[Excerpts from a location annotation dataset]
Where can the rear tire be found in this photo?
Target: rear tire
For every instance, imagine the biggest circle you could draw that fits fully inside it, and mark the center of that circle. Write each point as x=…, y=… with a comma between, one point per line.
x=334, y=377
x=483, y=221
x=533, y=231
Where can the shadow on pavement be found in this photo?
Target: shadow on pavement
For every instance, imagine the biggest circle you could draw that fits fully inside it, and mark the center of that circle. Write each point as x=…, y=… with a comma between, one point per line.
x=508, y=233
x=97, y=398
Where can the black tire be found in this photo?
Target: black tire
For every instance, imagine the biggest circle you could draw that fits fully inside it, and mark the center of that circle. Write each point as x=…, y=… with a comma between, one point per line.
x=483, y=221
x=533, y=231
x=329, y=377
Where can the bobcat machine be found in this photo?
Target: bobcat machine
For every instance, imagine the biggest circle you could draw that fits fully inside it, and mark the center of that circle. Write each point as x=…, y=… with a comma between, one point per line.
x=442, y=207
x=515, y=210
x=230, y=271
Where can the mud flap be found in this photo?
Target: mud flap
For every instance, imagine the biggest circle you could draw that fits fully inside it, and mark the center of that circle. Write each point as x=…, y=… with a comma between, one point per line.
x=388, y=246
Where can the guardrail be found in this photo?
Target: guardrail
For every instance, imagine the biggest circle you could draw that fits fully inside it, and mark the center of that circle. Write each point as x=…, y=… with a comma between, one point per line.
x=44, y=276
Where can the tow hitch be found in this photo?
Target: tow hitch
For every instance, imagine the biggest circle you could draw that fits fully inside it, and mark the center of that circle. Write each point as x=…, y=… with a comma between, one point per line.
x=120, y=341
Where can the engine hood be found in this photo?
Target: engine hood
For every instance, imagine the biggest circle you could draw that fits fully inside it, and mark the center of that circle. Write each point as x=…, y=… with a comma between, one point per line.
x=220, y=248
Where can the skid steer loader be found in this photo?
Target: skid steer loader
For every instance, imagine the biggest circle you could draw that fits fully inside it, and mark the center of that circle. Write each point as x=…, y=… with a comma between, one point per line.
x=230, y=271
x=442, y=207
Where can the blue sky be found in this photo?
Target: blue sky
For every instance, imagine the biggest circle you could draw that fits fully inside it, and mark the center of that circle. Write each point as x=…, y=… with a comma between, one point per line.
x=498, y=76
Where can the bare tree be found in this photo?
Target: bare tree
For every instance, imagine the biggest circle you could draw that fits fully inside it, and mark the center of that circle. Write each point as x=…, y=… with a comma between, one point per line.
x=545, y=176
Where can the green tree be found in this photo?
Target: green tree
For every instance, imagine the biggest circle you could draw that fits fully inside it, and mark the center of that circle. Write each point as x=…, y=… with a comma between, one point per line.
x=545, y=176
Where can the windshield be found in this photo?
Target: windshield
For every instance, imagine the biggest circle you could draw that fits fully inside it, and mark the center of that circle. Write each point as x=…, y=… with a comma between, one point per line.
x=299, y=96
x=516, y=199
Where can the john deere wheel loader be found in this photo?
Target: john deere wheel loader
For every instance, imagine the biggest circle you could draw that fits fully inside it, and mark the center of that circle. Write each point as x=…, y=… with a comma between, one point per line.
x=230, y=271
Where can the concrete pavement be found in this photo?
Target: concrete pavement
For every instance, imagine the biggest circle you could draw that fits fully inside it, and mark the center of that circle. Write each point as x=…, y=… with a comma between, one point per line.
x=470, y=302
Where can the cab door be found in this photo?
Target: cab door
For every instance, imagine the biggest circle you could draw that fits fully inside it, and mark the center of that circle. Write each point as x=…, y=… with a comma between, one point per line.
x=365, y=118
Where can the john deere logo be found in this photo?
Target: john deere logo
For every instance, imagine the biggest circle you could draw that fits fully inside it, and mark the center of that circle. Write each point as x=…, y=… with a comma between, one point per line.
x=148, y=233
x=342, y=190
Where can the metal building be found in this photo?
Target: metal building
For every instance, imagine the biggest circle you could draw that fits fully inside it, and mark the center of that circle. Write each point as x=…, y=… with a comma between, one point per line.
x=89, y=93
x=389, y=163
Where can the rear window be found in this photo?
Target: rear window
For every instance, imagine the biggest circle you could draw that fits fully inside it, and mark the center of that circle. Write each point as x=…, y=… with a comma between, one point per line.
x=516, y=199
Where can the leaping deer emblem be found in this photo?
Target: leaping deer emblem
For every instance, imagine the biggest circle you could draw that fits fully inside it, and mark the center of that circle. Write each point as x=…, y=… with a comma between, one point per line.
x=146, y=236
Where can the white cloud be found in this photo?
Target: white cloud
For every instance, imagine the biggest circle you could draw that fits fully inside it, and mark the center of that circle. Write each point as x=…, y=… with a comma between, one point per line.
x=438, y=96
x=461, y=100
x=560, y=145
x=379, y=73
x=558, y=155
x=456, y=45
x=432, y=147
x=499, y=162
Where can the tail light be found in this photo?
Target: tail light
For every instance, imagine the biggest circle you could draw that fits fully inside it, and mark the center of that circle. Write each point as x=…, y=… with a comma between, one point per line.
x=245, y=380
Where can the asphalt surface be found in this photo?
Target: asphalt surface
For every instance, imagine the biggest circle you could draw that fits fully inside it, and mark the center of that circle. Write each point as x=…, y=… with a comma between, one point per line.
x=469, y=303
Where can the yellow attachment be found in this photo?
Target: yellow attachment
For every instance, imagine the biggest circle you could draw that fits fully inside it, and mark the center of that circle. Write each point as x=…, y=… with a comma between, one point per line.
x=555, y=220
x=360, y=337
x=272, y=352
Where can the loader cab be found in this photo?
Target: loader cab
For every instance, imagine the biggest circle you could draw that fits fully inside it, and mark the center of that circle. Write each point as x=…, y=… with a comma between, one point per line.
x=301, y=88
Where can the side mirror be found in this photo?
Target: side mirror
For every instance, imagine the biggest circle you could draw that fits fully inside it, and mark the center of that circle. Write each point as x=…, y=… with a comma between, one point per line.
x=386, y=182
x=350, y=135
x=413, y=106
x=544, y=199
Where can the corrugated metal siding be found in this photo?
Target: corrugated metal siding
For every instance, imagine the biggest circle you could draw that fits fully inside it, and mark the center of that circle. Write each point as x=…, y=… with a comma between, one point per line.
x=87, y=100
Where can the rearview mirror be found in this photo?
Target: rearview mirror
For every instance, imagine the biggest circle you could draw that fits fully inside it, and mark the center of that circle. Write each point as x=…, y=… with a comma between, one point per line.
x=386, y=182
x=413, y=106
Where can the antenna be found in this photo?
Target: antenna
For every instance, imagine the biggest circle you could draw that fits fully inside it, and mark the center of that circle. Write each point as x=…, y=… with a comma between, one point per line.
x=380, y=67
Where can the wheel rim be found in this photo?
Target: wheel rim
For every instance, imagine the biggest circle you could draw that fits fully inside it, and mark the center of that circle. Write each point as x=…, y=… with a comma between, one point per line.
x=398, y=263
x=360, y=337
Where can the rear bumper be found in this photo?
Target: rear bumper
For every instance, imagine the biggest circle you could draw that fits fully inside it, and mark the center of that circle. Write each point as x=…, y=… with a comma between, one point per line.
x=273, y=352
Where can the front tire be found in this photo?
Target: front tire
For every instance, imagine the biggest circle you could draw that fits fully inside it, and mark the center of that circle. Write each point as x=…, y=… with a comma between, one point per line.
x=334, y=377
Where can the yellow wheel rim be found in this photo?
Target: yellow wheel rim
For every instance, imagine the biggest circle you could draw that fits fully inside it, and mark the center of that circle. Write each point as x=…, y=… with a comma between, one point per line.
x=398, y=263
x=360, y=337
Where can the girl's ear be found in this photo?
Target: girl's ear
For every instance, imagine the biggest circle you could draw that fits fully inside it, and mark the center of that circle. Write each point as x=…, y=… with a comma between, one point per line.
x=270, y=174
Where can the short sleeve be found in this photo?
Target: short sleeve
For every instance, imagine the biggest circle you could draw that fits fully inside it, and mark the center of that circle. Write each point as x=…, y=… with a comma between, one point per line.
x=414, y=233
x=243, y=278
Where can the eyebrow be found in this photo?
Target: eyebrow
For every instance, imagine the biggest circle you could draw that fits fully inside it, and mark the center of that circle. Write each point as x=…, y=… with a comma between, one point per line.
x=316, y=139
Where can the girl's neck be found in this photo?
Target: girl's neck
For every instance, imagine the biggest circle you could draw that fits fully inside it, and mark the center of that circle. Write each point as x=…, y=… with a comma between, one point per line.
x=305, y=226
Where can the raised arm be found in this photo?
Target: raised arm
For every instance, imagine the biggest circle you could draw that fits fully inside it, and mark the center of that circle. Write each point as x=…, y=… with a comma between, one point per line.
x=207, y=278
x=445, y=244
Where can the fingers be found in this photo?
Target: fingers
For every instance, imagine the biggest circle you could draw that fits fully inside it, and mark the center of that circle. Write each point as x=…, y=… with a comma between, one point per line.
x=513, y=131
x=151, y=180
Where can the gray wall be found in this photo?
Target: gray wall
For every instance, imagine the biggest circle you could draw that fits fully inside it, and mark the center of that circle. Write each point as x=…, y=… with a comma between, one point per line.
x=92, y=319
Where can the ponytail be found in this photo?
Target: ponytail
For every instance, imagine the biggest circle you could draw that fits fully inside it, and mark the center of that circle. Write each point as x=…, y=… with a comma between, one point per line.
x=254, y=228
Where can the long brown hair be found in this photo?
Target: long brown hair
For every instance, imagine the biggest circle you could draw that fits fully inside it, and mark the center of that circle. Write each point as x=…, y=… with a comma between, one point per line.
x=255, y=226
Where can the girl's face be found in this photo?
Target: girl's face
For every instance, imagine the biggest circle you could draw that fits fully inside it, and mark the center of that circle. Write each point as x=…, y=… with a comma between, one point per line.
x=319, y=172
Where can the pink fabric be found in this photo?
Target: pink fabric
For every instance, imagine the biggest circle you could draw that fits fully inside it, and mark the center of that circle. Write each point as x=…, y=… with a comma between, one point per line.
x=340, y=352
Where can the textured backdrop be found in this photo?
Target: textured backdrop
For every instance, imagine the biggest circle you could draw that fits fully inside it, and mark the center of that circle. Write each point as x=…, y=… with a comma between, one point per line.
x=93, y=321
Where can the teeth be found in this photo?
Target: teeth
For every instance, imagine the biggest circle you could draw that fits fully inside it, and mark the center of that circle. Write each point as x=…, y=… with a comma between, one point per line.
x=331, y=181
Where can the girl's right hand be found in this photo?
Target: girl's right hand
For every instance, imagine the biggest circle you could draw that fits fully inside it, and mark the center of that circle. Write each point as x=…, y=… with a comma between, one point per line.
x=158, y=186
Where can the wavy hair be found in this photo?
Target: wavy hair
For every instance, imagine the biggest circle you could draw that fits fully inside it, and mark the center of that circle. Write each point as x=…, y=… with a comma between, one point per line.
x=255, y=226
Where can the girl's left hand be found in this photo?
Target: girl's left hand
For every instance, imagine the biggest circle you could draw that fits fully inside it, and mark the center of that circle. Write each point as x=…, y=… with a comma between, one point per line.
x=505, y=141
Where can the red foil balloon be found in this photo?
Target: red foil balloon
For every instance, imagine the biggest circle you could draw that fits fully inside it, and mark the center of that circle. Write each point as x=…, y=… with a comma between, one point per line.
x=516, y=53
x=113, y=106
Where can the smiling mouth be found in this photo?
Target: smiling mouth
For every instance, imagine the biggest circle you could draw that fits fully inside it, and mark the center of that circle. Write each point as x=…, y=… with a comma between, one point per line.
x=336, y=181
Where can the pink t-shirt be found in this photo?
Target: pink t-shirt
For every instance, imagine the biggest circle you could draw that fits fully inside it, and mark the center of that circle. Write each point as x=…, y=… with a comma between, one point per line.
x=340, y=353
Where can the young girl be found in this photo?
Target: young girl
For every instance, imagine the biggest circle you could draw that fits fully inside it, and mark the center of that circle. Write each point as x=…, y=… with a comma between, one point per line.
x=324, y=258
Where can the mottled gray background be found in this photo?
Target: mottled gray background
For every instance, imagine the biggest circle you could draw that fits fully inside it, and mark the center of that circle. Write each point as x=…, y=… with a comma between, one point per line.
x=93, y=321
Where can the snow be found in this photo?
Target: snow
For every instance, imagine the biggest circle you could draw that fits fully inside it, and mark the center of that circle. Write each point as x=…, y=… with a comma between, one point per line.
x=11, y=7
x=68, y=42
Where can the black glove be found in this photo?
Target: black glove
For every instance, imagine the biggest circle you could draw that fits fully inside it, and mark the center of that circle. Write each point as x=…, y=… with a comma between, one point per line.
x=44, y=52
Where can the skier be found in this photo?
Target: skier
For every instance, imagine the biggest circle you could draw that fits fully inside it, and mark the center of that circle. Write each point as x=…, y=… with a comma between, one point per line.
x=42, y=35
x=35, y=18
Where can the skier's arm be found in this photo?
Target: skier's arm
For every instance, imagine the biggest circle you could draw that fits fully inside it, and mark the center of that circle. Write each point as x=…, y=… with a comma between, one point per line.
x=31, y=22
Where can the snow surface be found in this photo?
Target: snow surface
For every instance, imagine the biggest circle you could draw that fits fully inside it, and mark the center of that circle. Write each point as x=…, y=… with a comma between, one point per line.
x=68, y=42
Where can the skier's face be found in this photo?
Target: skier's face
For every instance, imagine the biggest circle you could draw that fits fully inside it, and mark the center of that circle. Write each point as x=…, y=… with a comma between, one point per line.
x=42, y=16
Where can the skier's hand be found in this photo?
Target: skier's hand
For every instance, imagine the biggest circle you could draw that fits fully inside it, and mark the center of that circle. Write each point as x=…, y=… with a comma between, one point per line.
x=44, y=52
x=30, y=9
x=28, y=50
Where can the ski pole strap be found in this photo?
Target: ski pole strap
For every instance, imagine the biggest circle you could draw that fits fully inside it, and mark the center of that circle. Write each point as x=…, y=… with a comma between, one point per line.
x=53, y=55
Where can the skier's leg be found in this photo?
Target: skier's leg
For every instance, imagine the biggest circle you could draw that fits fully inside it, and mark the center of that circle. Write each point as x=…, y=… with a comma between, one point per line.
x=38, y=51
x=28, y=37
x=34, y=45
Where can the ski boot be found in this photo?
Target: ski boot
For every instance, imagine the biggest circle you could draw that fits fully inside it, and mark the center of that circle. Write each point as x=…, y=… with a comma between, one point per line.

• **Exercise brief**:
Reproduce the items verbatim, starting at the beginning of the records and ending with the line that contains "x=97, y=398", including that line.

• **Final answer**:
Where can the rear tire be found in this photo?
Target: rear tire
For every instance, imagine the biggest circle you could draw that fits fully inside it, and mark the center of that circle. Write each point as x=…, y=… with a comma between, one point per line.
x=334, y=377
x=483, y=221
x=533, y=231
Where can the shadow on pavement be found in this photo?
Target: shadow on pavement
For every instance, imagine the biggest circle you could draw that fits fully inside it, and mark the center of that circle. Write each point as x=…, y=… with a comma between, one point per line.
x=508, y=233
x=97, y=398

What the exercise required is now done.